-- Begin Page text --

This is at home with Oliver, a foster, in the background. Oliver is a BEW with an outrageous personality. I want so much to bond them, but Gracie now seems to be a dominant bun also. Any tips on bonding dominants are welcome... 






Oh, and by the way... I may start a new blog for a new trio, if all goes well in the next week or two.... Ifinally found a boy that my girls like.... I think I am finally ready to open my heart to another trio that will be almost as beautiful as my first.


----------



## LuvaBun (May 12, 2011)

*myheart wrote*


> Oh, and by the way... I may start a new blog for a new trio, if all goes well in the next week or two.... Ifinally found a boy that my girls like.... I think I am finally ready to open my heart to another trio that will be almost as beautiful as my first.


Oh Janet, that would be too good to be true . Who is the lucky boy?

Gracie is such a beauty. I didn't have any luck in bonding my two dominant buns (Jester and Shadow) so can't be much help there, I'm afraid. They both get on with bothn the girls, though.

Jan


----------



## Wabbitdad12 (May 12, 2011)

I love her blue eyes.


----------



## SOOOSKA (May 12, 2011)

Oh My Goodness, Gracie Anne is LOVELY. Look at those eyes.

Oliver looks like a real looker too.

More pictures please.:biggrin2:

Susan


----------



## JadeIcing (May 16, 2011)

Can I have her?


----------



## myheart (May 16, 2011)

*JadeIcing wrote: *


> Can I have her?


:biggrin: Told you we love Chibi....


----------



## JadeIcing (May 16, 2011)

Hehe I see.


----------



## myheart (May 16, 2011)

Thanks Jan, Dave, and Susan. Gracie is just a little doll and so easy to cuddle. I am such a sucker for those blue eyes.

-- End Page text --
-- Begin Data --

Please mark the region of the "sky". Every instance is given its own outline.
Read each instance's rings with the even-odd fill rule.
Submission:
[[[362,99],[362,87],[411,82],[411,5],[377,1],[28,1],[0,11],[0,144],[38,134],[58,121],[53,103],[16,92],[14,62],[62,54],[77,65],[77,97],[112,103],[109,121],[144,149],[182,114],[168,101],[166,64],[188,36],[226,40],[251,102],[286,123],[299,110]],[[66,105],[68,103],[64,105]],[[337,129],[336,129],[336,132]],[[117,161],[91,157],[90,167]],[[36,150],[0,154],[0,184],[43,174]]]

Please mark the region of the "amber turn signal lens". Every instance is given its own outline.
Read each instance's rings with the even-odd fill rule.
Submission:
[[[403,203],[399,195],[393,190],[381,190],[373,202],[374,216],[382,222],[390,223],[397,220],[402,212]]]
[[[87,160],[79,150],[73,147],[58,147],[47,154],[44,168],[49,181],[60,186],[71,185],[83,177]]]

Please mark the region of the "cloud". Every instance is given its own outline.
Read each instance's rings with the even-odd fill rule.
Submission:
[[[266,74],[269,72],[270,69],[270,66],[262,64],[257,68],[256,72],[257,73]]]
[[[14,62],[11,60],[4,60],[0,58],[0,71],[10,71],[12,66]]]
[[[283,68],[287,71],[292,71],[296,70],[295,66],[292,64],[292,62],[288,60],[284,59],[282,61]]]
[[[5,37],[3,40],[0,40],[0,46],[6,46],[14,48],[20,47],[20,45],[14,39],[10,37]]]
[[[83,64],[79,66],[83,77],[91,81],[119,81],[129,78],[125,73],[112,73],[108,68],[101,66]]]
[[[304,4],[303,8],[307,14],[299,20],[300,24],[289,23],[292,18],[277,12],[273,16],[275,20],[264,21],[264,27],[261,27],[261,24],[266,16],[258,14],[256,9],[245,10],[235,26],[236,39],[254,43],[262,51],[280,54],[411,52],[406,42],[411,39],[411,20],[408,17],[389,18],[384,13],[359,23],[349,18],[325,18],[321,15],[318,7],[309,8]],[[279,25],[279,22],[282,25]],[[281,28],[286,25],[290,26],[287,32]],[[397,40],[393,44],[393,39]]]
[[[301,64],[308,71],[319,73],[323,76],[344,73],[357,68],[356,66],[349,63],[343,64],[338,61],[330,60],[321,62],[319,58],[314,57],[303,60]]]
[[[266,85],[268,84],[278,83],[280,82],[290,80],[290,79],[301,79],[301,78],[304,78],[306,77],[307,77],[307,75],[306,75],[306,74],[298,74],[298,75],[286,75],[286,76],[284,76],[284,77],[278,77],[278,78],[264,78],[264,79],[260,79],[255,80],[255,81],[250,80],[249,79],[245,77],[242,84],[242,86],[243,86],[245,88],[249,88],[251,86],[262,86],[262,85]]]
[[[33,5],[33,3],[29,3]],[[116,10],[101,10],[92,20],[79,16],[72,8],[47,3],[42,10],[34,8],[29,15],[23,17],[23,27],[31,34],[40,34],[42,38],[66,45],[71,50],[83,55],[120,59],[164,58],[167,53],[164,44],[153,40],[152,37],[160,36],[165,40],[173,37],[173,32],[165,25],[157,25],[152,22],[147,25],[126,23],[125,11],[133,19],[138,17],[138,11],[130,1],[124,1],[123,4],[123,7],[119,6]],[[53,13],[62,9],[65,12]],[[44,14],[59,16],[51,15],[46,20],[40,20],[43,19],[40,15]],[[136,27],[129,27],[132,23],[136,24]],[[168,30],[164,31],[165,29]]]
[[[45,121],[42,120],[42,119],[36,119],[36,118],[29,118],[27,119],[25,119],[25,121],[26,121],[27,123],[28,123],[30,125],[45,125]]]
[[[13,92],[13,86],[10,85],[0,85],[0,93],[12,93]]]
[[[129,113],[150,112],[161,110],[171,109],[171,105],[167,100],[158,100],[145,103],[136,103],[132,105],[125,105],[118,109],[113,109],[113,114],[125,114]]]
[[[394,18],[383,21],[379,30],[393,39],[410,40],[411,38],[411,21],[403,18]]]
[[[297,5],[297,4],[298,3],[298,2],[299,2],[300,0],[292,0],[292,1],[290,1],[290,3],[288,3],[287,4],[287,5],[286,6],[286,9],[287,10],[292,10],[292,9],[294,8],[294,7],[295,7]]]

-- End Data --

# Given exercise:
Can you copy everything in the rabbit forum thread from "Gracie is such" down to "the girls, though.", word for word? None of the data here has any bearing on this.

# Written solution:
Gracie is such a beauty. I didn't have any luck in bonding my two dominant buns (Jester and Shadow) so can't be much help there, I'm afraid. They both get on with bothn the girls, though.